◆ Data for processing:
========

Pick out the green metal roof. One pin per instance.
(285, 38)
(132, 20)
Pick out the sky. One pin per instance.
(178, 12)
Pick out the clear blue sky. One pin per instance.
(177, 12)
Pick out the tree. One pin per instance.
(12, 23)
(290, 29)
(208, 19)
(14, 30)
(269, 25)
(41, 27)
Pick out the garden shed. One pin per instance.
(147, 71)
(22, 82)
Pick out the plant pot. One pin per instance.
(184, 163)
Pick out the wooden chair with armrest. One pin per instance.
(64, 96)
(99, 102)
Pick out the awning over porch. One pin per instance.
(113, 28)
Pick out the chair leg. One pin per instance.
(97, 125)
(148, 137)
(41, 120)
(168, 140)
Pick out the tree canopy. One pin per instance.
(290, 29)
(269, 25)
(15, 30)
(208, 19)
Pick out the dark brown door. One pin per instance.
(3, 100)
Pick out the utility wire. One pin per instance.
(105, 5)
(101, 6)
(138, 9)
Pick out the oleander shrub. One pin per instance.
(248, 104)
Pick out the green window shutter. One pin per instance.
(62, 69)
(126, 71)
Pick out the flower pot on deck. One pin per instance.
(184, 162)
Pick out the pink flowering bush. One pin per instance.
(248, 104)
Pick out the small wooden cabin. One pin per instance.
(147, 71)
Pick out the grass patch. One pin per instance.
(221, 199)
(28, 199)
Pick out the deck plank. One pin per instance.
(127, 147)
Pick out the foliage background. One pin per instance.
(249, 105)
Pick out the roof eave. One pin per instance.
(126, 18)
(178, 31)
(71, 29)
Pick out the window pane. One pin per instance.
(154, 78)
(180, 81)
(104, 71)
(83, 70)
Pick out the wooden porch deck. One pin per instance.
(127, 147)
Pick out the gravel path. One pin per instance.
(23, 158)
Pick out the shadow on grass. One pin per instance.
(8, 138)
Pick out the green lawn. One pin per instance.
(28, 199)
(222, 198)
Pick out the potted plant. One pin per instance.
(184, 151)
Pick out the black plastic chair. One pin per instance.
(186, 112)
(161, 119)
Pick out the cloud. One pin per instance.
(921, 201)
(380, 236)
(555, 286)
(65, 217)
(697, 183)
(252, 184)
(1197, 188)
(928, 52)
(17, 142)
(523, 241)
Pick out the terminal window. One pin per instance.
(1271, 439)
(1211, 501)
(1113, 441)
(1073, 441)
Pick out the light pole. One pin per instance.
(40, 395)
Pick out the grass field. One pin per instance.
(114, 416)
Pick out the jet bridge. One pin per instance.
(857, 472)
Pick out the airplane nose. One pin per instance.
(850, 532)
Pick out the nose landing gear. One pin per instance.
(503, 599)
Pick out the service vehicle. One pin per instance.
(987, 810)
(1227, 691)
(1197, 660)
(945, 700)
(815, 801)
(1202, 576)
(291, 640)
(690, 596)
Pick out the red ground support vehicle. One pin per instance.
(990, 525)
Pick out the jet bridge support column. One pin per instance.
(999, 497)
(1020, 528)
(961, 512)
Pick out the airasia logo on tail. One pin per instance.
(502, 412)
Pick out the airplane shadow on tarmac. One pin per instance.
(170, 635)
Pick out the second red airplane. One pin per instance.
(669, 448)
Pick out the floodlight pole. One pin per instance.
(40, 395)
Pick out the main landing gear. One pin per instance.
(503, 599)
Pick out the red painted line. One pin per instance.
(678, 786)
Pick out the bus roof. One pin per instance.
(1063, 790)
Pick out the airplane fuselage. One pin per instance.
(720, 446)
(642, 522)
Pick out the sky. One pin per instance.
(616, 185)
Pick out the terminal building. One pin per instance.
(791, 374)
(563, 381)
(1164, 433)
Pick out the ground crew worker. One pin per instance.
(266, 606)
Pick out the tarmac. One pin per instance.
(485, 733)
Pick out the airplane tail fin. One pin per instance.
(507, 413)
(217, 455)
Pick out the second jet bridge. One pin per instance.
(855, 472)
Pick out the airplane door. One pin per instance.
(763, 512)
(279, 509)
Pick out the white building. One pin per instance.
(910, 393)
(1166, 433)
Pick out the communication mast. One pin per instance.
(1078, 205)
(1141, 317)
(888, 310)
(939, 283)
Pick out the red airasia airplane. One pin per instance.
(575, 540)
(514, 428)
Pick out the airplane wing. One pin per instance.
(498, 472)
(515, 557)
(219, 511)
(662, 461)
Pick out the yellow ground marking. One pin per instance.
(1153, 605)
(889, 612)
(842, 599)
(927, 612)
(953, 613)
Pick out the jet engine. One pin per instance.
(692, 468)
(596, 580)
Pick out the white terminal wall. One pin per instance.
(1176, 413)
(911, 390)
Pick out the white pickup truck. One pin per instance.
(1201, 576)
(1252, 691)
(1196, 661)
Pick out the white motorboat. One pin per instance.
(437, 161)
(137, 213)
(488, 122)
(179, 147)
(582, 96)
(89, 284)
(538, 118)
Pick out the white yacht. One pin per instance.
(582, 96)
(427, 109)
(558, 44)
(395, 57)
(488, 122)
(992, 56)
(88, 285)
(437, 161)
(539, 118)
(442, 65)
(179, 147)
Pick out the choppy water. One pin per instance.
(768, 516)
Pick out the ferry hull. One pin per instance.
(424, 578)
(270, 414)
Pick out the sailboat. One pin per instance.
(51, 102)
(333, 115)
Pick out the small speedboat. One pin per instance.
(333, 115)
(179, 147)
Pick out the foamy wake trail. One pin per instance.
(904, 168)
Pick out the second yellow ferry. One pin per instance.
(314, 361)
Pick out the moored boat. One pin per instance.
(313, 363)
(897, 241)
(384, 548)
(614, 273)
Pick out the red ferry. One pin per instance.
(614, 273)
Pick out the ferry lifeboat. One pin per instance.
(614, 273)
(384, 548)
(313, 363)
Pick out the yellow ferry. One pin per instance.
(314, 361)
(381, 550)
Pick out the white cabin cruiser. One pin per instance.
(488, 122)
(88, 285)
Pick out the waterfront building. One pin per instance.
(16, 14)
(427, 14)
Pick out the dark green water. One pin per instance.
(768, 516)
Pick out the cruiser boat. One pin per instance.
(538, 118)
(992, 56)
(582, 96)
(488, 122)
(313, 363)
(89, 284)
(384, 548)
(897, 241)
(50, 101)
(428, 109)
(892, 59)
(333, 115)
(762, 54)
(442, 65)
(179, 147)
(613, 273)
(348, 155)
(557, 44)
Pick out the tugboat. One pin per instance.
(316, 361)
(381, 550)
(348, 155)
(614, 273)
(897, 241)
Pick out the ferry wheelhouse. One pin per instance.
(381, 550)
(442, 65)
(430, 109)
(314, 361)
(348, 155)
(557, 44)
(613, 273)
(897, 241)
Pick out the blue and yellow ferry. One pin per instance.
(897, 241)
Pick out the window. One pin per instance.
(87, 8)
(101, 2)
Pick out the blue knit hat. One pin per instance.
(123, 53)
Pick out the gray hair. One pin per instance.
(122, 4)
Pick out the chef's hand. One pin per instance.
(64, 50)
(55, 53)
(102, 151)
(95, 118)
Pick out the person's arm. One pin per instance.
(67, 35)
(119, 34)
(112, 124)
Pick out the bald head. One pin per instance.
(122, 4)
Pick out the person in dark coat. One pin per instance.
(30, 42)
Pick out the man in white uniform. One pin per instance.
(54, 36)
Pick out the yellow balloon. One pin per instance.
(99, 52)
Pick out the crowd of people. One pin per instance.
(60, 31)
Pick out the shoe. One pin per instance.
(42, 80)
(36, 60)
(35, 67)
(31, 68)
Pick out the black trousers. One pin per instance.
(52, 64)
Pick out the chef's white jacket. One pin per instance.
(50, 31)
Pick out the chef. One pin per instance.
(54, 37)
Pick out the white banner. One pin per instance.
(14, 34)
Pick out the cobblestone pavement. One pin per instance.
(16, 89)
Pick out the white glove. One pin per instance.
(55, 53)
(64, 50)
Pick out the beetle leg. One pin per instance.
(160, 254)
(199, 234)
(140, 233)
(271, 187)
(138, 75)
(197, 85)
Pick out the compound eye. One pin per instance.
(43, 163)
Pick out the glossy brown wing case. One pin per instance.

========

Your task is to write out, exactly, the line that contains "Pick out the white banner." and each line after it to the end of the data, with no other lines.

Pick out the white banner. One pin per instance.
(14, 34)
Pick out the cobblestone pavement. One pin per instance.
(16, 89)
Pick out the white glove. One pin per instance.
(55, 53)
(64, 50)
Pick out the beetle leg. One pin per instance.
(160, 254)
(199, 234)
(140, 233)
(271, 187)
(138, 75)
(197, 85)
Pick out the compound eye. One pin per instance.
(43, 163)
Pick out the glossy brown wing case. One pin per instance.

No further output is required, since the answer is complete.